§ **Goal**:
Revise the items starting with the line containing "Detection target: clear blue sky" and going on through the line containing "0,143 -> 206,273": write those lines out again with "scan" changed to "examine" and everything else left as it is.

§ **The records**:
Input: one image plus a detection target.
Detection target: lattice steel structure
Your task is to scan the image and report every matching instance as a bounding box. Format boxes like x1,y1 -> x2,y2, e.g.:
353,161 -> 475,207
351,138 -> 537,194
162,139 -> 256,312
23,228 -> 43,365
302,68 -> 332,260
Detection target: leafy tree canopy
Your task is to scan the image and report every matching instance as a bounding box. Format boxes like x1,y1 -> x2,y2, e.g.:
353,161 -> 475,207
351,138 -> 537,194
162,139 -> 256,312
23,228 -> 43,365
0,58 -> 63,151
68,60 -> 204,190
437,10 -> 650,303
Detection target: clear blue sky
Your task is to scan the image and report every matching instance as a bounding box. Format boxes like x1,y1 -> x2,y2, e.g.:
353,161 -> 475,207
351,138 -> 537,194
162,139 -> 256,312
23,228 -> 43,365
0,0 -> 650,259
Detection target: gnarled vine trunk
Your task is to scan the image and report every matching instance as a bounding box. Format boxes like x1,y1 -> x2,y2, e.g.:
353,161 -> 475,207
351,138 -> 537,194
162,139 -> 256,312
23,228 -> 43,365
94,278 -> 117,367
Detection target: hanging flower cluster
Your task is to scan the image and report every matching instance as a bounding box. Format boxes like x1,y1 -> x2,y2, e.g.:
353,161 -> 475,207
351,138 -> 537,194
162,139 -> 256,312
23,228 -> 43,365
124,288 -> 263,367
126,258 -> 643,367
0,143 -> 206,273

* * *

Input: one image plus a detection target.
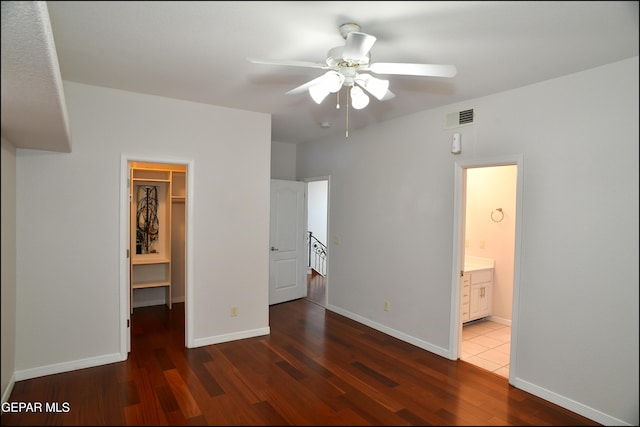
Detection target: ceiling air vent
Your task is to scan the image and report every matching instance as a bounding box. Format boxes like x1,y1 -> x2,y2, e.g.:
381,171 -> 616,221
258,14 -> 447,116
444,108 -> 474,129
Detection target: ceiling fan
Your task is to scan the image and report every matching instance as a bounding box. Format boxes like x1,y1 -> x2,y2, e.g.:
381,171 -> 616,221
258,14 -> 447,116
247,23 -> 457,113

--

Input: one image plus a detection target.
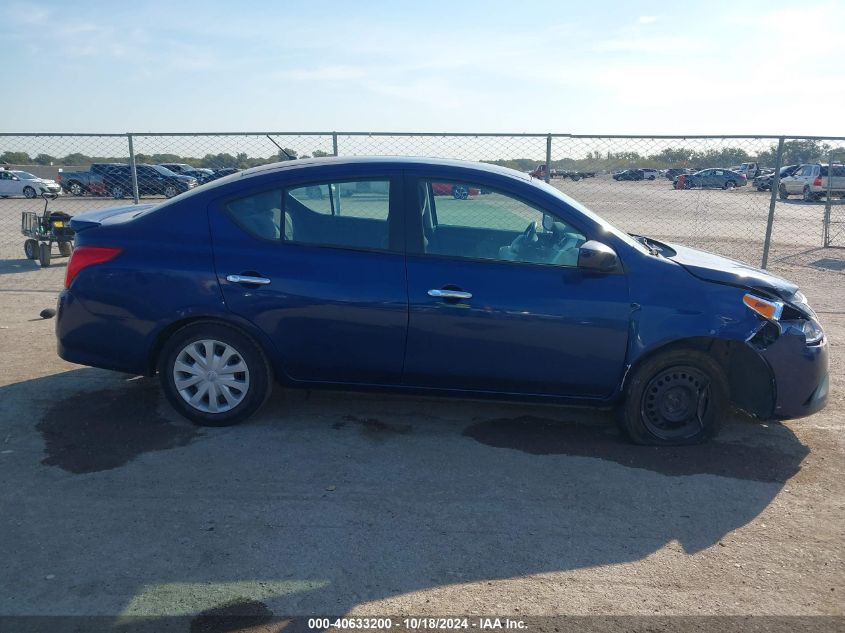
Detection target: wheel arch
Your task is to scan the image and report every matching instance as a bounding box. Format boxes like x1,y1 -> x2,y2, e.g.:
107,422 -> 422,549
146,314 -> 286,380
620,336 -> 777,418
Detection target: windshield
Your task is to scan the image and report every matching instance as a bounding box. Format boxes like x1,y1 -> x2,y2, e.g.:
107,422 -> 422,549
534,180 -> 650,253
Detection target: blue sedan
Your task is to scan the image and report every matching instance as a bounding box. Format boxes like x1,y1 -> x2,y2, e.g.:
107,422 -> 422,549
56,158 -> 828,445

§ **Task solution**:
Detection target: clear blue sky
Your task is to examine the image and report every matching instance as a bounding box. Format boxes like x1,y1 -> x2,y2, e.g.:
353,161 -> 475,207
351,138 -> 537,194
162,139 -> 256,312
23,228 -> 43,365
0,0 -> 650,259
Detection target: gnarled vine trunk
Your task is to examine the image and report every matching instance as a bounding box. Format boxes like x1,y1 -> x2,y2, e.g.:
353,161 -> 475,207
351,138 -> 537,194
162,139 -> 256,312
23,228 -> 43,365
94,278 -> 117,367
Detection target: hanging flower cluster
Your task is to examine the image and report every matching instance as a bounding box. Format boxes like x1,y1 -> x2,y2, e.g.:
353,161 -> 475,207
351,138 -> 537,194
162,139 -> 256,312
23,228 -> 43,365
124,288 -> 263,367
126,258 -> 643,367
0,143 -> 206,273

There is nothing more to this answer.